Friday, March 4, 2022

Reformer Frances Perkins Stepped Up for Labor

                            Frances Perkins--Madam Secretary.

On March 4, 1932 Franklin D. Roosevelt, the day of his first inauguration, nominated Frances Perkins as Secretary of Labor.  She was the first woman elevated to cabinet rank.  If anyone was expecting a docile figurehead, they were in for a big surprise.  Not only was she a key player in the New Deal and a key backer of a wide range of labor reforms, she held down the job for twelve years through FDR’s first three terms despite efforts to unseat her.

Born into a respectable Republican and Congregationalist New England family in 1880, she was radicalized by exposure to the yawning class divide while attending Mt. Holyoke College where she read Jacob Riis’s expose of slum conditions and attended lectures by leading reformers and labor advocates, especially Florence Kelley of the National Consumer’s League.  Graduating in 1902 she tried her hand at teaching science in urban schools while volunteering at settlement houses.

                          Perkins as a student at Mt. Holyoke.

But by 1909 she was ready to give up teaching for a career in social services and advocacy.  She moved to New York City to pursue a master’s degree in economics and sociology from Columbia University then joined her mentor Florence Kelley by serving as Secretary for the New York State Consumer’s League where she successfully led lobbing efforts to get the Legislature to limit the work week for women and children to 54 hours.  She also took up active support of the Suffrage movement.

In 1911 she personally witnessed women leaping to their deaths from the upper floors of the building at the Triangle Shirtwaist Fire, an event that would steel her determination to guarantee safe working conditions.  Where she had previously relied on legislation alone, she increasingly saw the need for workers to organize in their own defense and supported the work of Ladies Garment Workers leader Rose Schneiderman and others.  She even joined the Socialist Party, though she advocated gradual reform rather than revolutionary action.

→ Task list
**A)** For each statement about the Frances Perkins article, say yes or no and quote the words that decide it. (i) Perkins taught science in rural schools. (ii) Perkins went to Columbia University for a master's degree. (iii) After joining the Socialist Party, Perkins called for revolutionary action.
**B)** In the Frances Perkins article, who is named as the leader of the Ladies Garment Workers?
Please answer using only the Frances Perkins article.

→ Stored data
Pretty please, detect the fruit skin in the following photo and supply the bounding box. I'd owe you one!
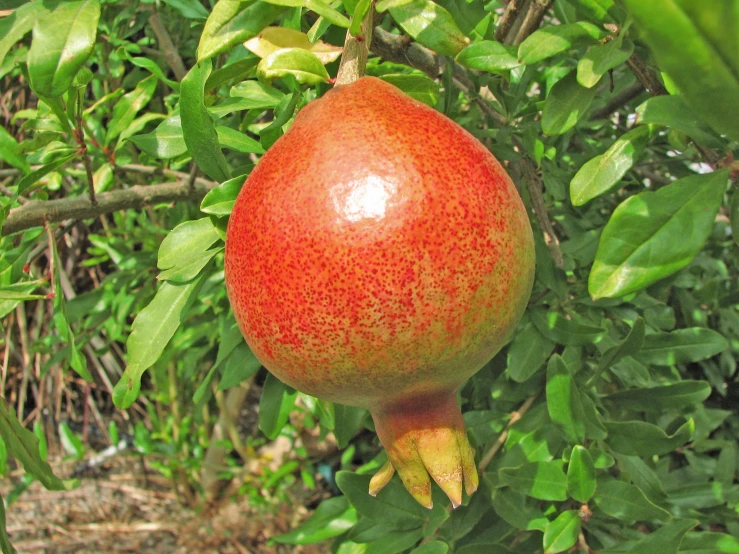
[225,77,534,505]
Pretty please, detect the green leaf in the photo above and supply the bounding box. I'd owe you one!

→ Task-by-task solutions
**A)**
(i) No: "teaching science in urban schools"
(ii) Yes: "pursue a master’s degree in economics and sociology from Columbia University"
(iii) No: "she advocated gradual reform rather than revolutionary action"

**B)** Rose Schneiderman.